This is the victory that has overcome the world, even our faith. Who is it that overcomes the world? Only the one who believes that Jesus is the Son of God (1 John 5:4b-5).
She rested on her deathbed with saddened eyes and asked her clergyman, “How do I know if I’ve been good enough?”
She had believed that Christ was the Son of God, trusted Him for salvation, confessed her hopelessness to absolve her sins, and given her life over to God. Yet, somewhere along the line, she held to a misconception that her good deeds, which were bountiful, measured her worth in God’s eyes rather than her relationship with the Savior.
A second woman lay dying. Although she struggled with the scars from her former life, she never wandered far from God, visiting him daily with her fears and joys. Because of the external blemishes, I experienced angst over where she would rest for eternity. God pinched my disbelief.
“All you see is the imperfection … I see a heart that loves me, and I’m bringing her home to be with me forever.” Peace that passed all understanding shrouded her last moments.
From John’s short epistle, one might assume the early church struggled with that same tendency to measure faith through accomplishment rather than a relationship with God. John reassures believers that those who love God will keep the commandments naturally as an extension of that belief rather than a pursuit of the commandments for the sake of pursuit.

::::

- Set problem
Rewrite everything from "She had believed" down to "her last moments." in the devotional on faith, putting "worry" wherever "angst" appears.

::::

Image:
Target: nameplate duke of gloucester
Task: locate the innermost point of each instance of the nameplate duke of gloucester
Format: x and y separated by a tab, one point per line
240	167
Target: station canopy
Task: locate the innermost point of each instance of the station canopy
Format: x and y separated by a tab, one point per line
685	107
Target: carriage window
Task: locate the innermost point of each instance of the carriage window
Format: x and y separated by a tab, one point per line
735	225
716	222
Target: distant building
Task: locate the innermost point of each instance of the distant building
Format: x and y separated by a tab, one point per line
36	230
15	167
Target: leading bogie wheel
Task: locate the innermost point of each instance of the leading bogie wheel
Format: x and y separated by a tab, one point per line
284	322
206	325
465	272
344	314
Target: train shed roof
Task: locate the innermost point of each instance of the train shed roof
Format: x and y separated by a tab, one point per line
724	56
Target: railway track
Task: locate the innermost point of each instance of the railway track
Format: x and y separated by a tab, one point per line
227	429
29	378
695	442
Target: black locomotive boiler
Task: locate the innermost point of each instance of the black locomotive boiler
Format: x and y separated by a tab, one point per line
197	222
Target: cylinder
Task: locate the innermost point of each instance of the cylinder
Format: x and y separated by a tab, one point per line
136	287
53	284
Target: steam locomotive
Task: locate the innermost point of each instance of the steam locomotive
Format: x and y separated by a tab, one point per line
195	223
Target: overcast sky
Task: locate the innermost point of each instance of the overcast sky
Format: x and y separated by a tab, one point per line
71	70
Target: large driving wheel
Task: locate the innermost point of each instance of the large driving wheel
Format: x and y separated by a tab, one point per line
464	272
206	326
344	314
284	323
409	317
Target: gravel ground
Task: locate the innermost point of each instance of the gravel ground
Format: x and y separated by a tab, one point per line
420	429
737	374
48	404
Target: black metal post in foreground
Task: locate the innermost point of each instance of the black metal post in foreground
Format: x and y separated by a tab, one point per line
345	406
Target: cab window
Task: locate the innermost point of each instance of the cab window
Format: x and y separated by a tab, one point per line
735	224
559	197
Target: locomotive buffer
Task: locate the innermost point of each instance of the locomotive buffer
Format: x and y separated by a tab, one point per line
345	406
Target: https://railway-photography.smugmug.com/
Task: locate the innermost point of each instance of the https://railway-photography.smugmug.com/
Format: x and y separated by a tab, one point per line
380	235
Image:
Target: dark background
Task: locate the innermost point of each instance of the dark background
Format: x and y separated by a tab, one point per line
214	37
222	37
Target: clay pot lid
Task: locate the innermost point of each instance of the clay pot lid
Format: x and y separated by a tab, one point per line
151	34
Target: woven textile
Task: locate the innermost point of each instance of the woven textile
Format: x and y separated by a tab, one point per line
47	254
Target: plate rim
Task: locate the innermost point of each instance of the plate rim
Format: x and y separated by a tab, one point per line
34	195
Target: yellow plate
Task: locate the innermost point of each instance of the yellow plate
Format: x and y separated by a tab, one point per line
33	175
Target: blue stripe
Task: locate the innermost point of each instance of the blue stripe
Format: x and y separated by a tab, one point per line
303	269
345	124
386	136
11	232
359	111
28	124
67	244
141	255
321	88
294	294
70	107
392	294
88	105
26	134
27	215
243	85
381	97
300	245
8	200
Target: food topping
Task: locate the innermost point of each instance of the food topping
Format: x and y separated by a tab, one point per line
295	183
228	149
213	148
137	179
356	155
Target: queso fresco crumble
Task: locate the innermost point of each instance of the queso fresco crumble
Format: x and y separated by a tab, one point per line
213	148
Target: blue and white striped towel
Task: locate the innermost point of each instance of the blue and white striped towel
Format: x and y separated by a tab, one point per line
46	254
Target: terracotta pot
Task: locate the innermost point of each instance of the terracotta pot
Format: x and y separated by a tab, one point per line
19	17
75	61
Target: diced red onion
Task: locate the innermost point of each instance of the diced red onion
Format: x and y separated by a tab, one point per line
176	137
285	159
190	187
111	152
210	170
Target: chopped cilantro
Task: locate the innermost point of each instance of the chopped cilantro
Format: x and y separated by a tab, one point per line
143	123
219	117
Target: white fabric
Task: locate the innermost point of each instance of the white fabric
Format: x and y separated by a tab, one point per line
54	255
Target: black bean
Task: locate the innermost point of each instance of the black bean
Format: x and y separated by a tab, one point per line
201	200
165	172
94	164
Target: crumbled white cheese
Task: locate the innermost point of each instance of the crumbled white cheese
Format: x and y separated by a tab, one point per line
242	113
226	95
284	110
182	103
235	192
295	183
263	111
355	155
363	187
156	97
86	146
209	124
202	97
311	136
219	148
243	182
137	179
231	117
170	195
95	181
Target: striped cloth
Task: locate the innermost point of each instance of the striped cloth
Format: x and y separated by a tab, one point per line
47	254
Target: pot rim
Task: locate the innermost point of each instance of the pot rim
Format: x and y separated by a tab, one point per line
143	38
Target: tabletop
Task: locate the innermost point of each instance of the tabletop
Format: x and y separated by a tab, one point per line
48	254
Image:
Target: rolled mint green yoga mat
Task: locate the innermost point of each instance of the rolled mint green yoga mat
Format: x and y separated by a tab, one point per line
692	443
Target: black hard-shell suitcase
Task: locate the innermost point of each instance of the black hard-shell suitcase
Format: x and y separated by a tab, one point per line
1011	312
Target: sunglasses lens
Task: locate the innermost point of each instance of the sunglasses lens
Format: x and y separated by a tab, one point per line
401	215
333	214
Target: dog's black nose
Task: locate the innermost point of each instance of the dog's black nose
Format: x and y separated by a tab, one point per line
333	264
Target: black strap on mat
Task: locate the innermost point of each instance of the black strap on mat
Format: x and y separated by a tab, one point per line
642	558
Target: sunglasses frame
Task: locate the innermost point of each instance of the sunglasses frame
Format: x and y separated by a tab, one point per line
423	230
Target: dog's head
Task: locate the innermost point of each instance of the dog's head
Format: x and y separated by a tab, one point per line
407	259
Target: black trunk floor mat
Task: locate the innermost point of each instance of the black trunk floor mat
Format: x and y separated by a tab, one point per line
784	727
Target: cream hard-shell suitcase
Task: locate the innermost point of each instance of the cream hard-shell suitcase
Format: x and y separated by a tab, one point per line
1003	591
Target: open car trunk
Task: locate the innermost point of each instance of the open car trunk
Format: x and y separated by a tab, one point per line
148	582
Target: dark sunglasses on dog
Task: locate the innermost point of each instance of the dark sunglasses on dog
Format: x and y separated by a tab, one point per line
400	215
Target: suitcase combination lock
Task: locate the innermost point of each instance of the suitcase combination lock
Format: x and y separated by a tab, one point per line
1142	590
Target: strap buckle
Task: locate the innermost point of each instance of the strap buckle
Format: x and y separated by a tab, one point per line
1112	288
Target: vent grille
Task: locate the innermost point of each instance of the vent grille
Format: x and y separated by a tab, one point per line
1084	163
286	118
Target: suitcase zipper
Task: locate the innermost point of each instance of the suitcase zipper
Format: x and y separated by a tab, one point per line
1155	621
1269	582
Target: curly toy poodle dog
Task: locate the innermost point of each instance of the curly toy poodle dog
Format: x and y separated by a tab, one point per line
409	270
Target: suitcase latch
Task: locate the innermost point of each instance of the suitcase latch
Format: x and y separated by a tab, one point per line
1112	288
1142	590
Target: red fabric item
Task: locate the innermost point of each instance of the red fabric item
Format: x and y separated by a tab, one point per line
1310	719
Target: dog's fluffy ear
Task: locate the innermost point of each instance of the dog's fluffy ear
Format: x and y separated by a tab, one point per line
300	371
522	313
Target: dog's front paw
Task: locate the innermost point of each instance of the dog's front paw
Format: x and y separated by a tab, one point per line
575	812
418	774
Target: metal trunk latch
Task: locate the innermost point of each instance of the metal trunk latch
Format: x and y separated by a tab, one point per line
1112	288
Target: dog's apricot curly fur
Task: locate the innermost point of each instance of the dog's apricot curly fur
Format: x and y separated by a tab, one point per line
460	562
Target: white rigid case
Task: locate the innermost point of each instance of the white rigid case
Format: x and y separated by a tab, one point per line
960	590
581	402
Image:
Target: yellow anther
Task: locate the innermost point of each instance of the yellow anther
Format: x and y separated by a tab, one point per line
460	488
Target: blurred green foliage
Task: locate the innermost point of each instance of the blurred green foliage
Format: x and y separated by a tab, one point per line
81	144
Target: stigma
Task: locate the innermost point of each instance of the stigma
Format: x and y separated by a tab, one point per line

::::

- Task response
She had believed that Christ was the Son of God, trusted Him for salvation, confessed her hopelessness to absolve her sins, and given her life over to God. Yet, somewhere along the line, she held to a misconception that her good deeds, which were bountiful, measured her worth in God’s eyes rather than her relationship with the Savior.
A second woman lay dying. Although she struggled with the scars from her former life, she never wandered far from God, visiting him daily with her fears and joys. Because of the external blemishes, I experienced worry over where she would rest for eternity. God pinched my disbelief.
“All you see is the imperfection … I see a heart that loves me, and I’m bringing her home to be with me forever.” Peace that passed all understanding shrouded her last moments.